──────── Data for this task ────────

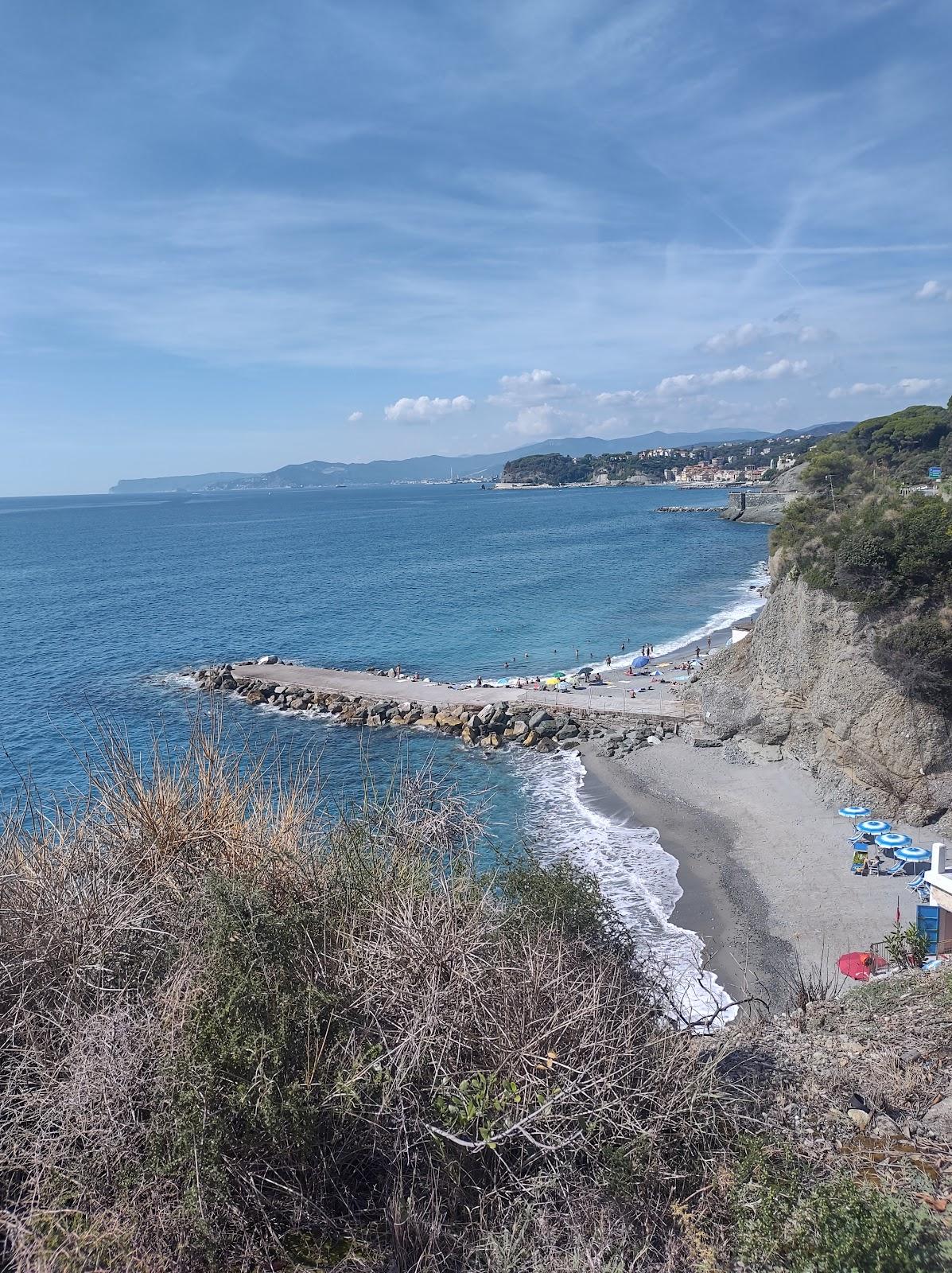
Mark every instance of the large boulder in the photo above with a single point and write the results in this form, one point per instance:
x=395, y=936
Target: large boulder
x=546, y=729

────────
──────── Data for this task ────────

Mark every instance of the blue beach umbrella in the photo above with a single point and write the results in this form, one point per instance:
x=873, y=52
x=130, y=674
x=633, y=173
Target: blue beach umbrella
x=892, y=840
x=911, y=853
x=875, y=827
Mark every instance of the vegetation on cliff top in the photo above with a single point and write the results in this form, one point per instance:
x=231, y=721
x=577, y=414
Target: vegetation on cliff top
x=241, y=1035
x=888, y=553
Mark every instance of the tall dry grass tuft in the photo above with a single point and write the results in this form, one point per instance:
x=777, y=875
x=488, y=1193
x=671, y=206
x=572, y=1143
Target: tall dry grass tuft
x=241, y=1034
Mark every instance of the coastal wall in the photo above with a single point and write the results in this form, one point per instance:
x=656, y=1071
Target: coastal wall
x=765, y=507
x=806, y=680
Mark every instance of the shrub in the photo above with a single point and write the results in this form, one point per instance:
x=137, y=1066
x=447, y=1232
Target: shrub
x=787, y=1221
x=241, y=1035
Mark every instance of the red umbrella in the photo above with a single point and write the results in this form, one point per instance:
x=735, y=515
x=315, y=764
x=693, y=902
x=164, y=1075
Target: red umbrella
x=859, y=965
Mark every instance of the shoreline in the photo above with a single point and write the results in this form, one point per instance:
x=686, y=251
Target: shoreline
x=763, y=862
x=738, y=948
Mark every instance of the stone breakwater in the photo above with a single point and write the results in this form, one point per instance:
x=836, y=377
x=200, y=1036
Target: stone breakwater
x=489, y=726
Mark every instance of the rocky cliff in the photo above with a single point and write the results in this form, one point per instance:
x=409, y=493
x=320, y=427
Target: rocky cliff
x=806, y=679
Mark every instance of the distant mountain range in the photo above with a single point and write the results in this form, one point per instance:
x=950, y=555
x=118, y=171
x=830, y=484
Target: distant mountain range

────────
──────── Data for this task ────────

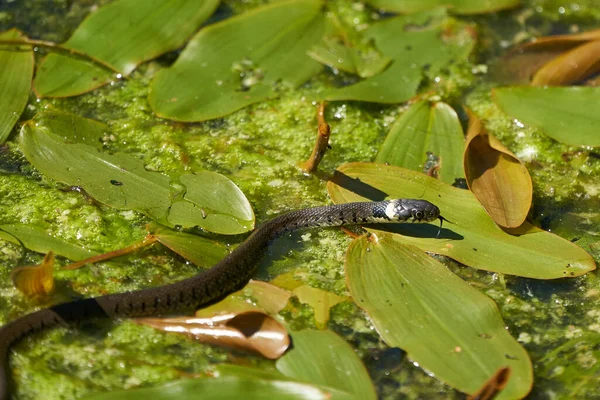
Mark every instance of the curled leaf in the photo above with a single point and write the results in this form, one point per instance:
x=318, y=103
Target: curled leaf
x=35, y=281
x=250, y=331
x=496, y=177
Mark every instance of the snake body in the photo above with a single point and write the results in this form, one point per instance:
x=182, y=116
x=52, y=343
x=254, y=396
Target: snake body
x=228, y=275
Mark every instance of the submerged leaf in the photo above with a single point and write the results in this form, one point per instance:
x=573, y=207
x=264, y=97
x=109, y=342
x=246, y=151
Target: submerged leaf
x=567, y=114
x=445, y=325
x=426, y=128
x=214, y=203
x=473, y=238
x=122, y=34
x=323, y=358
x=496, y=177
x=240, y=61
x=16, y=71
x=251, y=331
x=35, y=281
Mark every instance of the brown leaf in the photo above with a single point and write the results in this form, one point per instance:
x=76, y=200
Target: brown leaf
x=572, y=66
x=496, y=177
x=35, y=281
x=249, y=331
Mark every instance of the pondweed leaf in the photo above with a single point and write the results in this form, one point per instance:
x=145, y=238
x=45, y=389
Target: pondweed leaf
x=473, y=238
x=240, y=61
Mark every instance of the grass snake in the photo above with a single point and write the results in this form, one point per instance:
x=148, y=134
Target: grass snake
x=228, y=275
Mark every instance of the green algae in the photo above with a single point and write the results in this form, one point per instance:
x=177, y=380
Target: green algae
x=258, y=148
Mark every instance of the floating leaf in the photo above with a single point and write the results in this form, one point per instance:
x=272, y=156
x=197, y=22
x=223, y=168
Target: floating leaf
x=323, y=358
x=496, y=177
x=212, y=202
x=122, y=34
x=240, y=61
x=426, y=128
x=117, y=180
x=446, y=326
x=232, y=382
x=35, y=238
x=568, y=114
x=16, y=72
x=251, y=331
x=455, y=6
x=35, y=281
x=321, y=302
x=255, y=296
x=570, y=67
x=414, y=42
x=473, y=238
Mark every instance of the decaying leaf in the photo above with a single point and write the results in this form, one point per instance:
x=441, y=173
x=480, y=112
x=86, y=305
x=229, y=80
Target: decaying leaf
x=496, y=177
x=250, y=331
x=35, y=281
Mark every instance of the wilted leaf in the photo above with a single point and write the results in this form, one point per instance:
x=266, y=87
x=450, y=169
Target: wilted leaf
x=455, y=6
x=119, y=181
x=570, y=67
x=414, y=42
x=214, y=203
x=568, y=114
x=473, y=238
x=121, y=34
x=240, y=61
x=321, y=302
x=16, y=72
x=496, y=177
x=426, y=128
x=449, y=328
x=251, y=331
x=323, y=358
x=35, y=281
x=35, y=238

────────

_Your objective:_ Copy out, unchanged, the lines of the material between the line holding "Mark every instance of the shoreline" and the line holding "x=806, y=679", inclusive.

_Task output:_
Mark every instance of the shoreline in the photo above with a single point and write the results in this form, one point per instance:
x=686, y=251
Target: shoreline
x=763, y=862
x=738, y=948
Mark every instance of the stone breakwater in the photo above with a single point and write the results in this form, one point per instance:
x=836, y=377
x=200, y=1036
Target: stone breakwater
x=489, y=726
Mark every instance of the rocky cliff in the photo above with a single point and write the results in this form, one point per instance:
x=409, y=493
x=320, y=427
Target: rocky cliff
x=806, y=679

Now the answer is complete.